Count every line in the data that contains the word "instance", then report that number alone.

Information:
• • • • • • •
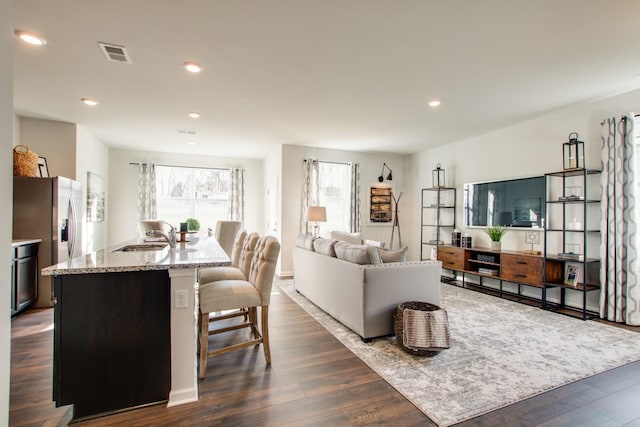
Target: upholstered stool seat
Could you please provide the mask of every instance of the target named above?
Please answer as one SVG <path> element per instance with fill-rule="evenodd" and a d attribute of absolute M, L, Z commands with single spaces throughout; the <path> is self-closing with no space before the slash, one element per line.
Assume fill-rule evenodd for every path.
<path fill-rule="evenodd" d="M 239 244 L 234 244 L 231 265 L 200 270 L 198 272 L 198 283 L 202 286 L 219 280 L 247 280 L 253 252 L 259 238 L 258 233 L 247 234 L 244 231 L 239 231 L 236 236 Z"/>
<path fill-rule="evenodd" d="M 267 364 L 271 363 L 269 348 L 269 303 L 276 262 L 280 254 L 280 243 L 273 236 L 260 238 L 255 245 L 246 280 L 217 280 L 200 284 L 198 289 L 198 331 L 199 331 L 199 374 L 204 378 L 207 370 L 207 358 L 250 346 L 263 345 Z M 258 310 L 261 312 L 261 328 L 258 327 Z M 246 310 L 245 310 L 246 309 Z M 231 314 L 222 314 L 211 318 L 210 313 L 235 310 Z M 245 310 L 237 311 L 237 310 Z M 246 313 L 241 324 L 209 330 L 211 320 L 230 319 Z M 247 319 L 248 318 L 248 319 Z M 209 351 L 209 336 L 249 328 L 248 341 L 228 345 Z"/>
• • • • • • •
Exercise response:
2